___ Given data ___
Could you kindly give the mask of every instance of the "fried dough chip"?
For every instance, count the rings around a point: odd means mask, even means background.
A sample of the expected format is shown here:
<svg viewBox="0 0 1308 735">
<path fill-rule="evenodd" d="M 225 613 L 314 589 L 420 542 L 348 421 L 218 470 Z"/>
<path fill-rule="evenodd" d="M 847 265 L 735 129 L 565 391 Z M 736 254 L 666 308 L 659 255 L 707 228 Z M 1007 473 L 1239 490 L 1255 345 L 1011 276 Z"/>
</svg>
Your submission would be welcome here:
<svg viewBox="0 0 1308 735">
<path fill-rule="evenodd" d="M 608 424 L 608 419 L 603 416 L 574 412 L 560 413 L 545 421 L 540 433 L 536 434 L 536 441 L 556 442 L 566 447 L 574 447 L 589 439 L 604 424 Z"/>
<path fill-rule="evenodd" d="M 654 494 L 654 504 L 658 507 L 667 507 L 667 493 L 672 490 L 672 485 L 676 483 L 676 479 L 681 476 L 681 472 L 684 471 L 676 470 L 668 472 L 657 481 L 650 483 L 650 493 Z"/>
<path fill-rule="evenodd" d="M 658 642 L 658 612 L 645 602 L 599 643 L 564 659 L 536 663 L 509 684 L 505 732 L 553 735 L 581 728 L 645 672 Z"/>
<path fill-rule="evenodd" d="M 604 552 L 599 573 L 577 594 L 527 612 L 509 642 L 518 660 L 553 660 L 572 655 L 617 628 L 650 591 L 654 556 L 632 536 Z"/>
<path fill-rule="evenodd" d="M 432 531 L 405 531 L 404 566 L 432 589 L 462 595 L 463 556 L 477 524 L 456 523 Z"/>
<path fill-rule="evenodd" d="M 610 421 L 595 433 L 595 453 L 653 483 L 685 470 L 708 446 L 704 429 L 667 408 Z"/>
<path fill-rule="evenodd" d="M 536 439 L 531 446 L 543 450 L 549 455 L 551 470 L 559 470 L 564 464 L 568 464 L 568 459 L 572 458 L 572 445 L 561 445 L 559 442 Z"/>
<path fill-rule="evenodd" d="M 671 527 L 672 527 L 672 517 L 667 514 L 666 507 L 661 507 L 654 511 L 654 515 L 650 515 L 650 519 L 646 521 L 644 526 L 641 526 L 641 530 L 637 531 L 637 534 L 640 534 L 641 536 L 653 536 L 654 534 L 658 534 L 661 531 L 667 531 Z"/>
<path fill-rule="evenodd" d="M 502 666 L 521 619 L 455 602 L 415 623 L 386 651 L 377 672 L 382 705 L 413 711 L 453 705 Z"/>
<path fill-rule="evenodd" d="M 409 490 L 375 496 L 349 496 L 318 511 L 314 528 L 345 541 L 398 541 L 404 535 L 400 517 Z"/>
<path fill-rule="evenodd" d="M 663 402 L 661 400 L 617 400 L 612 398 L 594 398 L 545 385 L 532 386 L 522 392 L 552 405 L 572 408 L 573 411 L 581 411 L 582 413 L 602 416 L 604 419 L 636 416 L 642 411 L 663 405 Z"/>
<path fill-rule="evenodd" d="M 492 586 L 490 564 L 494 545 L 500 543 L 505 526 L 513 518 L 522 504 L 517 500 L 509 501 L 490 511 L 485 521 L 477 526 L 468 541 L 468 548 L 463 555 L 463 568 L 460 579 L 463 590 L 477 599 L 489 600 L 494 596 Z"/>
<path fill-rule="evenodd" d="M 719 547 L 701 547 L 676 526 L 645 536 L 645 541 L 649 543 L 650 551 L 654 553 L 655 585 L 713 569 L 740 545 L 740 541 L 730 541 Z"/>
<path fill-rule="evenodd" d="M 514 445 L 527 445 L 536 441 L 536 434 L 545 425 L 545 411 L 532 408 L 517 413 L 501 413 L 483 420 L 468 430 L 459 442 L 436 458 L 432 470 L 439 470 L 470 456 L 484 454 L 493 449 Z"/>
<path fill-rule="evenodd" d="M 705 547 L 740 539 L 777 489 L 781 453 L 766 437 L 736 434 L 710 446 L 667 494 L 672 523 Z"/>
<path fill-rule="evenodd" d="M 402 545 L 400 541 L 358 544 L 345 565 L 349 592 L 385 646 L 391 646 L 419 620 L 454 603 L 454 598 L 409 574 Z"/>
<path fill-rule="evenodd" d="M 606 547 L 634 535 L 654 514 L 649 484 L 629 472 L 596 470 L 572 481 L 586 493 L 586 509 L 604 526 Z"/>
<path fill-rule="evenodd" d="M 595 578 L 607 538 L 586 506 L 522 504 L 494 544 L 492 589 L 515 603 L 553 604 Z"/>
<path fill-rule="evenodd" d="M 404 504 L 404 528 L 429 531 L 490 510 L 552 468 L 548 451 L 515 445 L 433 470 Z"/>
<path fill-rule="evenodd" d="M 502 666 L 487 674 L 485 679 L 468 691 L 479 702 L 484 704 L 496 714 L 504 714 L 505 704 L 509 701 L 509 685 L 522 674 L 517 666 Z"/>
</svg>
___
§ To be done
Reproduce the material above in full, changing "fried dough chip" to "tortilla chip" and keeping everything else the same.

§ Solution to this task
Could you kindly give the mask of every instance of the "tortilla chip"?
For every instance, count the rings around a point: odd means mask, even means background.
A sample of the expected format is shown here:
<svg viewBox="0 0 1308 735">
<path fill-rule="evenodd" d="M 225 613 L 314 589 L 420 542 L 348 421 L 218 470 Z"/>
<path fill-rule="evenodd" d="M 847 265 L 735 129 L 565 391 Z M 736 254 L 666 308 L 659 255 L 707 228 Z M 1007 473 L 1239 490 L 1255 345 L 1011 276 Z"/>
</svg>
Your submission would be welcome here:
<svg viewBox="0 0 1308 735">
<path fill-rule="evenodd" d="M 608 424 L 608 419 L 603 416 L 574 412 L 560 413 L 545 421 L 540 433 L 536 434 L 536 441 L 556 442 L 566 447 L 574 447 L 589 439 L 604 424 Z"/>
<path fill-rule="evenodd" d="M 654 494 L 654 504 L 658 507 L 667 507 L 667 493 L 672 490 L 672 485 L 676 483 L 676 479 L 681 476 L 681 472 L 684 471 L 676 470 L 668 472 L 657 481 L 650 483 L 650 493 Z"/>
<path fill-rule="evenodd" d="M 658 642 L 658 612 L 645 602 L 599 643 L 564 659 L 536 663 L 509 684 L 505 732 L 553 735 L 581 728 L 645 672 Z"/>
<path fill-rule="evenodd" d="M 604 552 L 599 573 L 577 594 L 527 612 L 509 642 L 518 660 L 553 660 L 572 655 L 617 628 L 650 591 L 654 556 L 632 536 Z"/>
<path fill-rule="evenodd" d="M 432 531 L 405 531 L 404 566 L 432 589 L 462 595 L 463 556 L 477 524 L 456 523 Z"/>
<path fill-rule="evenodd" d="M 610 421 L 595 433 L 595 453 L 653 483 L 685 470 L 708 446 L 704 429 L 667 408 Z"/>
<path fill-rule="evenodd" d="M 536 439 L 531 446 L 543 450 L 549 455 L 551 470 L 559 470 L 564 464 L 568 464 L 568 459 L 572 458 L 572 445 L 561 445 L 559 442 Z"/>
<path fill-rule="evenodd" d="M 671 527 L 672 527 L 672 517 L 667 514 L 666 507 L 661 507 L 654 511 L 654 515 L 650 515 L 650 519 L 646 521 L 644 526 L 641 526 L 641 530 L 637 531 L 637 534 L 640 534 L 641 536 L 653 536 L 654 534 L 658 534 L 661 531 L 667 531 Z"/>
<path fill-rule="evenodd" d="M 502 666 L 521 619 L 455 602 L 415 623 L 386 651 L 377 672 L 382 705 L 413 711 L 453 705 Z"/>
<path fill-rule="evenodd" d="M 409 490 L 375 496 L 349 496 L 318 511 L 314 528 L 345 541 L 398 541 L 404 535 L 400 517 Z"/>
<path fill-rule="evenodd" d="M 663 402 L 661 400 L 617 400 L 612 398 L 594 398 L 545 385 L 532 386 L 522 392 L 552 405 L 572 408 L 573 411 L 581 411 L 582 413 L 602 416 L 604 419 L 636 416 L 642 411 L 663 405 Z"/>
<path fill-rule="evenodd" d="M 492 586 L 490 564 L 494 545 L 500 543 L 505 526 L 513 518 L 522 504 L 517 500 L 509 501 L 490 511 L 485 521 L 477 526 L 468 541 L 468 548 L 463 555 L 463 568 L 460 579 L 463 590 L 477 599 L 489 600 L 494 596 Z"/>
<path fill-rule="evenodd" d="M 719 547 L 701 547 L 676 526 L 645 536 L 645 541 L 649 543 L 650 551 L 654 553 L 655 585 L 713 569 L 740 545 L 740 541 L 730 541 Z"/>
<path fill-rule="evenodd" d="M 514 445 L 527 445 L 536 441 L 536 434 L 545 425 L 545 411 L 532 408 L 517 413 L 501 413 L 483 420 L 468 430 L 459 442 L 436 458 L 432 470 L 439 470 L 470 456 L 484 454 L 493 449 Z"/>
<path fill-rule="evenodd" d="M 705 547 L 740 539 L 777 489 L 781 453 L 766 437 L 736 434 L 710 446 L 667 494 L 672 523 Z"/>
<path fill-rule="evenodd" d="M 402 545 L 400 541 L 358 544 L 345 565 L 349 592 L 385 646 L 391 646 L 419 620 L 454 603 L 454 598 L 409 574 Z"/>
<path fill-rule="evenodd" d="M 606 547 L 634 535 L 654 514 L 649 484 L 629 472 L 596 470 L 572 481 L 586 493 L 586 509 L 604 526 Z"/>
<path fill-rule="evenodd" d="M 595 578 L 607 538 L 586 506 L 522 504 L 494 544 L 492 589 L 515 603 L 553 604 Z"/>
<path fill-rule="evenodd" d="M 404 504 L 404 528 L 429 531 L 490 510 L 552 468 L 548 451 L 515 445 L 433 470 Z"/>
<path fill-rule="evenodd" d="M 502 666 L 487 674 L 485 679 L 468 691 L 479 702 L 484 704 L 496 714 L 504 714 L 505 704 L 509 701 L 509 685 L 522 674 L 517 666 Z"/>
</svg>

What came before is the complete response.